PROBLEM TO SOLVE
Write out each record below exactly as it appears, with no pictures.

== Segment start ==

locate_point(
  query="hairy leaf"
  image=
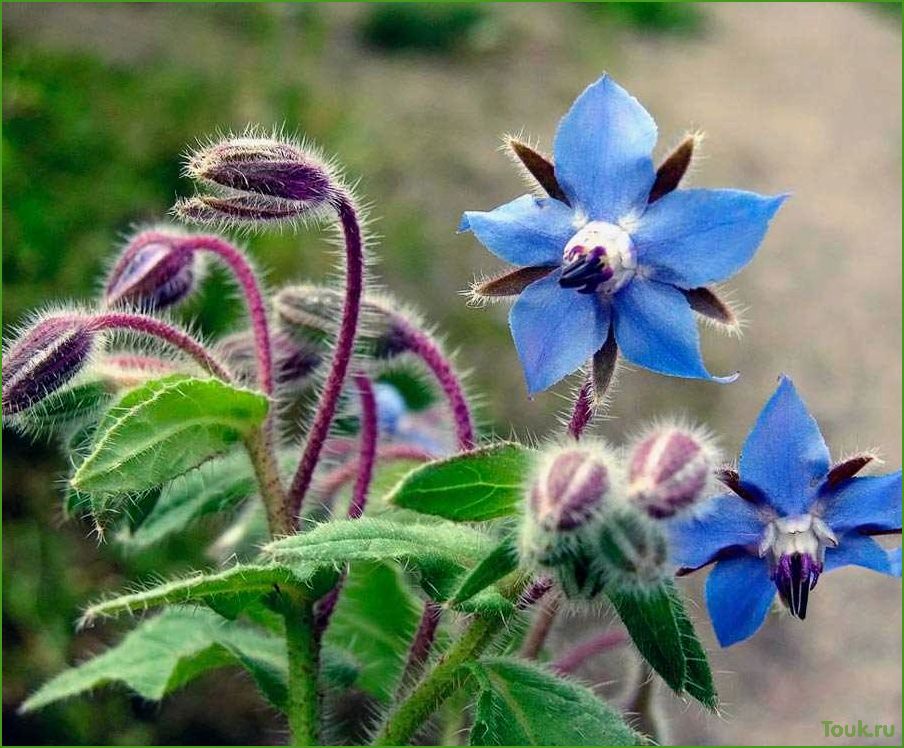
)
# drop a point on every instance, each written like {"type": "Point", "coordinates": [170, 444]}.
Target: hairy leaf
{"type": "Point", "coordinates": [217, 486]}
{"type": "Point", "coordinates": [480, 485]}
{"type": "Point", "coordinates": [165, 428]}
{"type": "Point", "coordinates": [518, 703]}
{"type": "Point", "coordinates": [167, 651]}
{"type": "Point", "coordinates": [662, 632]}
{"type": "Point", "coordinates": [227, 592]}
{"type": "Point", "coordinates": [373, 622]}
{"type": "Point", "coordinates": [440, 552]}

== Segment end ==

RESPONSE
locate_point(
  query="hairy leaf"
  image=
)
# drop a point on every instance, each written like {"type": "Point", "coordinates": [170, 444]}.
Target: hairy leaf
{"type": "Point", "coordinates": [217, 486]}
{"type": "Point", "coordinates": [480, 485]}
{"type": "Point", "coordinates": [165, 428]}
{"type": "Point", "coordinates": [518, 703]}
{"type": "Point", "coordinates": [167, 651]}
{"type": "Point", "coordinates": [662, 632]}
{"type": "Point", "coordinates": [227, 592]}
{"type": "Point", "coordinates": [373, 622]}
{"type": "Point", "coordinates": [440, 552]}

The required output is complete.